* START Reading passage *

# gaido's tartar sauce



## mastercylinder60 (Dec 18, 2005)

a friend of mine turned me on to this years ago. i don't eat fried foods very often, but i made up a batch last weekend when we had a fish, shrimp and oyster fry.

if you like tartar sauce, this is the way to go. i thought i should share it with my 2cool friends.

for those of you not from this area, gaido's has been considered one of the finest seafood restaurants in the area for 100 years. it's located on galveston island.

_*gaido's tartar sauce*_:

2 c. real mayonaisse (no salad dressing!!)
1 tsp. hot/spicy mustard
1/4 tsp. pepper (white pepper if you have it)
1/4 tsp. sea salt
1/2 c. dill pickle relish
1 c. yellow onions (finely chopped)
1/2 c. fresh parsley (finely chopped)
1 tbsp. fresh capers (finely chopped)

(i like 2 tbsp. of capers .. don't scrimp on the capers ... capers rock!)

blend ingredients together well, cover, and refrigerate for two hours. yummy. enjoy.

mc


----------



## CoastalOutfitters (Aug 20, 2004)

kewl thanks


----------



## sandollr (Jun 6, 2008)

Now I wish I had some fish to fry up. I love, love, love tartar sauce.

I'm fortunate enough to have the recipe for King's Inn tartar sauce. It's like nothing you've ever known tartar sauce to be. But I've been promised that if I divulge the recipe, I will be maimed. Haha!!!

Man, I'm hungry now.


----------



## notthatdeep (Feb 5, 2005)

Thanks for the recipe, MC. I love tartar sauce too.

But one question: Where do you get fresh capers?

ntd


----------



## RAYSOR (Apr 26, 2007)

I just ate and darn you made me hungry again.


----------



## Dcrawford (Jan 3, 2008)

sounds good. i like me some tartar sauce

hey are they or have they reopened? that is one of my fav restaurants


----------



## Freshwaterman (May 21, 2004)

* END Reading passage *
* START Data section *

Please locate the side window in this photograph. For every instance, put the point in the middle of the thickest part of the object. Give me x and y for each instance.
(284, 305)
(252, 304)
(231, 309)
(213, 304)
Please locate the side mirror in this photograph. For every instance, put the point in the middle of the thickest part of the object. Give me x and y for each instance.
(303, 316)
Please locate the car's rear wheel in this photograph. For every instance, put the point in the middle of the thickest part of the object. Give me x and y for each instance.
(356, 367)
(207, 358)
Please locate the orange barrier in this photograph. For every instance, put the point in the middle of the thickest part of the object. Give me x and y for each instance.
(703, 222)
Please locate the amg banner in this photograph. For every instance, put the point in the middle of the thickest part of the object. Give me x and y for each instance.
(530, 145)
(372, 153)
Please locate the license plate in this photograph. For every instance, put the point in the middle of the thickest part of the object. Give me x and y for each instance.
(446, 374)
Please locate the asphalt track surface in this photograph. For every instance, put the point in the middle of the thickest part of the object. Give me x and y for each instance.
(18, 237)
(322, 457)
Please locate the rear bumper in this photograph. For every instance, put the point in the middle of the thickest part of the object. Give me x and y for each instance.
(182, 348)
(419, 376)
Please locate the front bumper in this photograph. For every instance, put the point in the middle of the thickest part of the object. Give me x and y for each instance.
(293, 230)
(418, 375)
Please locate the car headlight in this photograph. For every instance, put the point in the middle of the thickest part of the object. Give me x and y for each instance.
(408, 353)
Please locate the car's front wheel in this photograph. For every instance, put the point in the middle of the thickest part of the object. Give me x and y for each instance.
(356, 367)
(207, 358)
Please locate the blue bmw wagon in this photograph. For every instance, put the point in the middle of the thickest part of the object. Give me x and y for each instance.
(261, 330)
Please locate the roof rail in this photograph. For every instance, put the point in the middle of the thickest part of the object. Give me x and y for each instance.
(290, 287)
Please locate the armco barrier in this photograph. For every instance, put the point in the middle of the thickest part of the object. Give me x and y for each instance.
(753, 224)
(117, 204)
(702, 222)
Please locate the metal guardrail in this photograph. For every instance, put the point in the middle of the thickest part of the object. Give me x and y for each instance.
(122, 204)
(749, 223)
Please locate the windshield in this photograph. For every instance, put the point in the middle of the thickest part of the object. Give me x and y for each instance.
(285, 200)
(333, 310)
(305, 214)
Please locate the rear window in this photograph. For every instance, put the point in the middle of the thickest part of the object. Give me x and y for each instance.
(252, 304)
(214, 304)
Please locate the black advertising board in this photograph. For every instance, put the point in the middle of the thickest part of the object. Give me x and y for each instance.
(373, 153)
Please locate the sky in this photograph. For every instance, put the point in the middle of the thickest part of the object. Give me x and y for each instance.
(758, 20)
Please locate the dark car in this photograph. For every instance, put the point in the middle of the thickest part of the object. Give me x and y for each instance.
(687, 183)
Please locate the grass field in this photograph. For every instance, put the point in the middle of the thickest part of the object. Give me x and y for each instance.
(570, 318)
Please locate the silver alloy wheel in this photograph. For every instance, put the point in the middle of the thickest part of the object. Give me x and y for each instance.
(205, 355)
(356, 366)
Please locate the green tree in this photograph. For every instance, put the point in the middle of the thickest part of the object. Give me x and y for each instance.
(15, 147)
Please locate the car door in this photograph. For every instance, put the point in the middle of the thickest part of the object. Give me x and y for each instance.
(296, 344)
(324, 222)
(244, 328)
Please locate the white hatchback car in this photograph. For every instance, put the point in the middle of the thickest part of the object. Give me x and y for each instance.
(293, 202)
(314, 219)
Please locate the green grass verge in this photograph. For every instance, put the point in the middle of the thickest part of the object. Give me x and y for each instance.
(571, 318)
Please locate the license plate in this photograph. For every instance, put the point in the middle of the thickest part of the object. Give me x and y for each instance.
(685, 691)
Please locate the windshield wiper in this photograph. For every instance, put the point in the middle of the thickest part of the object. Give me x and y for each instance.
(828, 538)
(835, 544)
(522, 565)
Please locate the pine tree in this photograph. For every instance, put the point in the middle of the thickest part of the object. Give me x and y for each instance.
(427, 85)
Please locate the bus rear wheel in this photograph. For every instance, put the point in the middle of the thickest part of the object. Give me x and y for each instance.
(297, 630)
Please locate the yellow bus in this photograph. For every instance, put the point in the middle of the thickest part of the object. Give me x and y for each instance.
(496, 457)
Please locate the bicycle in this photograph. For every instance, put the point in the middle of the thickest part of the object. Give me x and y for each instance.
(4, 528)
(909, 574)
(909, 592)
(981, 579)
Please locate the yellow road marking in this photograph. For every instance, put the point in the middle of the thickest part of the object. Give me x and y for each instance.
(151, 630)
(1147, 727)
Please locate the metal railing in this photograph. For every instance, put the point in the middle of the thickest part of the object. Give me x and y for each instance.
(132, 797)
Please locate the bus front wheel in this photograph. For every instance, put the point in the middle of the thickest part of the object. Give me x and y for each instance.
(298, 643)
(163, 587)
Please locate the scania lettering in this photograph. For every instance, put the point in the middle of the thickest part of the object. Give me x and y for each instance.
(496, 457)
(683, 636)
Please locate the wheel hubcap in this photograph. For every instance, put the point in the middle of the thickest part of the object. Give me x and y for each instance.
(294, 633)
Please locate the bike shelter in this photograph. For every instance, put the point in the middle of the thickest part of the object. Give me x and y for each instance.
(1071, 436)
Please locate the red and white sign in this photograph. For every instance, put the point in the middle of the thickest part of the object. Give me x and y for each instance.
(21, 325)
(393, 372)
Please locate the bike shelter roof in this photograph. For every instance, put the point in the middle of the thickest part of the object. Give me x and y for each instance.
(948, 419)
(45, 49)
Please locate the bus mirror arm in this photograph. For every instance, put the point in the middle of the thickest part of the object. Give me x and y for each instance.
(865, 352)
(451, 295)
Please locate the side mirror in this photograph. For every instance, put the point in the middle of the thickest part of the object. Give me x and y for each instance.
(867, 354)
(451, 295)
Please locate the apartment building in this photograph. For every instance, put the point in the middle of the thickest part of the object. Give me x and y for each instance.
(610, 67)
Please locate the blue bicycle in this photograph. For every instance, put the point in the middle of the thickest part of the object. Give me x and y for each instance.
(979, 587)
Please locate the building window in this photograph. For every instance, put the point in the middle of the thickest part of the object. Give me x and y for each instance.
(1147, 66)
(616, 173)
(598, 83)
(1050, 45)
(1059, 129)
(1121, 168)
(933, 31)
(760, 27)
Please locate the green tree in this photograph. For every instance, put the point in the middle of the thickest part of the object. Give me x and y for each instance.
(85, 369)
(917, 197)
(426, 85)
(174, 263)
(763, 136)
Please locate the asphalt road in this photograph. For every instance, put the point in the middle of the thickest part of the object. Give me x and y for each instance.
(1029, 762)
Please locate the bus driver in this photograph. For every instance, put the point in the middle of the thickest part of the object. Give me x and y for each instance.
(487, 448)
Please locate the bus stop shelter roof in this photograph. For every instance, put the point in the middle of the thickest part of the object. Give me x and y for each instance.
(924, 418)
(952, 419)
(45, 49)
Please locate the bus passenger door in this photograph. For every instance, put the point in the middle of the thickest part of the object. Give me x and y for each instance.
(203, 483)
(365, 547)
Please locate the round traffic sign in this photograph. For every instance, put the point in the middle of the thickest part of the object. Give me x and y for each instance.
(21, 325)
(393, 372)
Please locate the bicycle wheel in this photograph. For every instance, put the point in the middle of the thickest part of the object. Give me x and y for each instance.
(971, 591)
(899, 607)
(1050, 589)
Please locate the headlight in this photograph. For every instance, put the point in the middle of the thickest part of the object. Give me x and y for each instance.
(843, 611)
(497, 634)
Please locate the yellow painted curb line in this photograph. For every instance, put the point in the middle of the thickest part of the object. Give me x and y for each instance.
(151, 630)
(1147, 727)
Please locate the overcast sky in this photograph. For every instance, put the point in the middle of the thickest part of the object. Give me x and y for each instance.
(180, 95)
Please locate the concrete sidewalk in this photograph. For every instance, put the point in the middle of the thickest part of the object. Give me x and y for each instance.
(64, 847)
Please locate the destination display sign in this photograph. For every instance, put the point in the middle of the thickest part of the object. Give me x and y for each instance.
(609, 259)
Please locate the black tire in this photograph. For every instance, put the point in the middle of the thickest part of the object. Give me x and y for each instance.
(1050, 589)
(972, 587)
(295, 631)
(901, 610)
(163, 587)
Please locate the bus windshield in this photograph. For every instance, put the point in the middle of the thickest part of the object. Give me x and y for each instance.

* END Data section *

Continue the forum thread about Gaido's tartar sauce from the point where it stops.

I've got some fresh fish and love tartar sauce. I'll give it a try, tonight.


----------



## Red3Fish (Jun 4, 2004)

*Mine is a little different, but easy and quick..*

I take one of those little "hit on top" choppers, mince about 1/3 onion, add equal part of chopped sweet pickles, add about 2 tsp of sweet pickle juice, about 2 tsp of real lemon juice, and enough mayo to "make it right".

It is a LOT better if you make it a day before, and let the flavors blend!!

I just prefer sweet pickle tartar sauce.

Later
R3F


----------



## Freshwaterman (May 21, 2004)

No sweet relish in mine, please. I like the dill. 

By the way, I tried this with some fresh fillets and it was pretty good. Caught some white bass, trout and reds off the pier over the weekend. 

Thanks for the recipe.


----------



## Instigator (Jul 6, 2004)

That's pretty much the recipe that has evolved for us over the years except: sweet onions instead of yellow, add a few drops of worcestershire, throw in a tablespoon of fresh lemon juice and increase the mustard a bit. When we run out of fish folks start eating it plain.


----------



## BATWING (May 9, 2008)

sounds great 

thanks for sharing


----------



## mastercylinder60 (Dec 18, 2005)

notthatdeep said:


> Thanks for the recipe, MC. I love tartar sauce too.
> 
> _*But one question: Where do you get fresh capers?*_
> 
> ntd


you're all welcome.

i shouldn't have said "fresh" capers. i just use the capers you buy at the grocery store that come in a jar.

capers are great. treat yourself. i hope you enjoy it.


----------



## Hooked Up (May 23, 2004)

Bruce, Have you ever had Benno's Tarter Sauce. When he was a young man, he worked at Gaidos. I think a little of that experience still lives on in some of his recipes. It doesn't have the Capers in it but it is oh, so good! Give it a try if you can. H/U


----------



## Freshwaterman (May 21, 2004)

I decided to add more dill and a little vinegar, to the recipe, after trying it out on some oysters and fish. I like more of a dill flavor in my tartar.


----------



## Fishdaze (Nov 16, 2004)

We ate at Casey Gaido's yesterday, and my son had the Fish Fingers which came with the tartar sauce. He had never tried tartar sauce before, and now it's his new favorite thing. He was just about eating it by itself.

I love a good tartar sauce for fried seafood.


----------



## Captain Dave (Jul 19, 2006)

Will give it a try too. Alsways looking for good known recipes.. Watch out ohn the capers ig you have a low salt intake or HBP Those little suckers pack a punch.....



mastercylinder said:


> you're all welcome.
> 
> i shouldn't have said "fresh" capers. i just use the capers you buy at the grocery store that come in a jar.
> 
> capers are great. treat yourself. i hope you enjoy it.


----------



## Texan (Jan 8, 2005)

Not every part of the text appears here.